[Excerpts from point annotation data]
·····
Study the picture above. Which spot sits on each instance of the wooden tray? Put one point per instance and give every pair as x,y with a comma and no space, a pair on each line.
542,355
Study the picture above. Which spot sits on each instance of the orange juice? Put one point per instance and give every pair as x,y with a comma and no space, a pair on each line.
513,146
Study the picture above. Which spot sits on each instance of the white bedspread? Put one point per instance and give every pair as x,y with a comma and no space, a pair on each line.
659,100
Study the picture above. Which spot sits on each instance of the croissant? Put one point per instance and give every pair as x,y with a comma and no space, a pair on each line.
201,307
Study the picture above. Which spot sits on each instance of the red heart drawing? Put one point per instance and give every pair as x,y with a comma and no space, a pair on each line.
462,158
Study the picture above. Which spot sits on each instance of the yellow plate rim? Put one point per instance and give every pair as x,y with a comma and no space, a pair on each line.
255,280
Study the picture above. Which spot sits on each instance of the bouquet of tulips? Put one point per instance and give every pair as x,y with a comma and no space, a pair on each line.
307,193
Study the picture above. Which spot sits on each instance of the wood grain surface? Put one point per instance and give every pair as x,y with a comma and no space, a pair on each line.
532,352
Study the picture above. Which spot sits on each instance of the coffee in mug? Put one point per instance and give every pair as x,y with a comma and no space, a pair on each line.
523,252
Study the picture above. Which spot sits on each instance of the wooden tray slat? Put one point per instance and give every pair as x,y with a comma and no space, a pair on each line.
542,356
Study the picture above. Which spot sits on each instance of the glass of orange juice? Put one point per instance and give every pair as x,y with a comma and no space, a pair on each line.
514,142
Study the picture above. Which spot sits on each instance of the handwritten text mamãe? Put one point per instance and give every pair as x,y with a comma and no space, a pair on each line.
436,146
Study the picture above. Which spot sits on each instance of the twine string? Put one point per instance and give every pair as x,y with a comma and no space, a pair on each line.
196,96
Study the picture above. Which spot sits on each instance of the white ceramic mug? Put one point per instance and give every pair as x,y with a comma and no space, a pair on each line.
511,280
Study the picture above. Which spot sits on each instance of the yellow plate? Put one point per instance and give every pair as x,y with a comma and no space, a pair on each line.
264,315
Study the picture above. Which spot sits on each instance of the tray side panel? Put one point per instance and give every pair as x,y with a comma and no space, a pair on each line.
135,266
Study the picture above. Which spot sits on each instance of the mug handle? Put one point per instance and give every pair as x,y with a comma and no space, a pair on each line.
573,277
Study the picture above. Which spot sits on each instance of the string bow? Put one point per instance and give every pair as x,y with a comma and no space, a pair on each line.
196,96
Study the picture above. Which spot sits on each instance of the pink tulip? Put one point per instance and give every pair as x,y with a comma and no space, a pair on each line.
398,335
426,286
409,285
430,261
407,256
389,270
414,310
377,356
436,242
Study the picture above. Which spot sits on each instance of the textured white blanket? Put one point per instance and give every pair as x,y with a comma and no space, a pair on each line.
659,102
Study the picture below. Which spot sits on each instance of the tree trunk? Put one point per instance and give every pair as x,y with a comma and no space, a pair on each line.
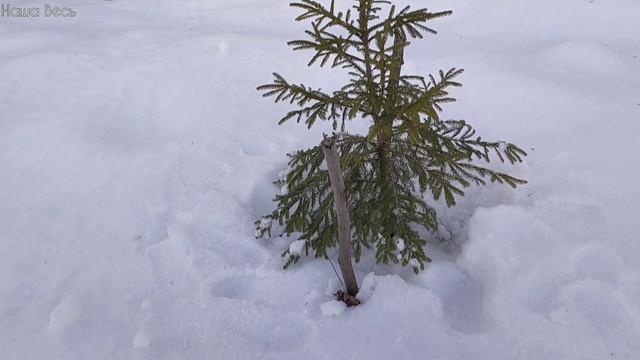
342,210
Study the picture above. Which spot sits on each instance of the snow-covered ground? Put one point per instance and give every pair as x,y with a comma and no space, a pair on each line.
·····
◆ EXERCISE REQUIREMENTS
Transcribe all of the material above word for word, line by line, in its original order. Leave the pictures out.

◆ FULL OUTPUT
Study the picture above. Which spot sits on each instance of the wooden tray? Put one point per instance and give every pair as x,y with a comma and no space, a pair on each line.
542,355
Study the picture above. Which spot sits on each instance of the orange juice? Put one point per instance and give every pair as x,y with a comma and no space, a pair on each line.
513,146
Study the picture above. Which spot sits on each instance of the white bedspread? Put one point per instance and give every pair as x,y with a comma and no space, a pair on each line.
659,100
Study the picture above. Which spot sits on each instance of the croissant? Put one point per instance and give every pair as x,y with a comma and no space, a pair on each line.
201,307
Study the picture above. Which spot sits on each instance of the red heart drawing? Put one point per instance and give every pair as x,y with a comma and no space, a pair on each line.
462,158
Study the picture above. Which spot sits on each instance of the yellow plate rim? Put one point per instance and give every pair as x,y with a comma and no space, a pair on each line.
255,280
Study the picture above. Which spot sits on each instance of the bouquet of tulips? Put one point per instance and give every pair as x,y with a comma and no space, a pair on each line.
307,193
Study the picture above. Which spot sits on each instance of the wood grain surface? Put one point per instance and give every pair as x,y with a comma and no space, a pair on each line.
532,352
Study the picture above. Which spot sits on each instance of the coffee in mug? Put one point per instance and give every pair as x,y with a comma and no space, a pair on each line.
523,252
Study the picture above. Which spot sits on each instance of the wooden tray slat? Put one point per instance and give every pair as x,y with a comma and no space, a pair on each line.
542,356
Study the picture above. Which spot sits on each instance of the glass of orange juice? Put one point per instance and give every pair as x,y with a comma and no space, a pair on each line.
514,142
Study the picture above. Which spot sits on each instance of the handwritten text mamãe? Put one point per instance and give every pair as x,y with a comma and no space, a pair on each line.
436,146
Study the picture above. Which spot sits on each instance of the twine string? Put one point per instance and give every pair as x,y with a comma and no space, a pair on each line.
196,96
Study the picture above. Which spot sits on each instance of the white ceramic mug? Put one point per instance and give every pair as x,y with a comma and no space, a pair on each line.
511,280
Study the picture above. Which spot sits on each instance of the yellow plate? Put one point per instance and give every pair as x,y with a comma and no space, a pair on each line.
264,315
Study the picture above. Which spot sits on each instance of the tray side panel? Put one point per instance and give every pair as x,y with a comma and no space, a pair on each line.
135,266
Study the picture above. Which spot sits on each instance of the mug handle? Put one point per instance and give every pair as x,y with a comma and no space, a pair on each line.
573,277
Study the picture above. Which spot sits on each instance of the string bow? Put one point per instance and give every pair as x,y with a comma and no space, a pair on each line.
196,96
Study the picture above. Which spot sits on each instance of the pink tulip? Put one point per instance and give every pair as x,y with a comma and no space, a pair on each line.
398,335
426,286
409,285
430,261
407,256
389,270
414,310
377,356
436,242
Study the picture above. Which spot sits on each instance of the textured white blanket? Put one point per instance and give every pair as x,y with a comma and no space, a pair on each line.
659,102
Study the picture below. Which spot sits on each instance of the tree trunk? Put one point per instance and give every pair as x,y with a comma and no space, a pair on each line.
342,210
Study the picture above. Which spot sits on each instance of the snow-covered ground? Put one point per instance and give every pair as x,y with a comma and no space, a pair on each line.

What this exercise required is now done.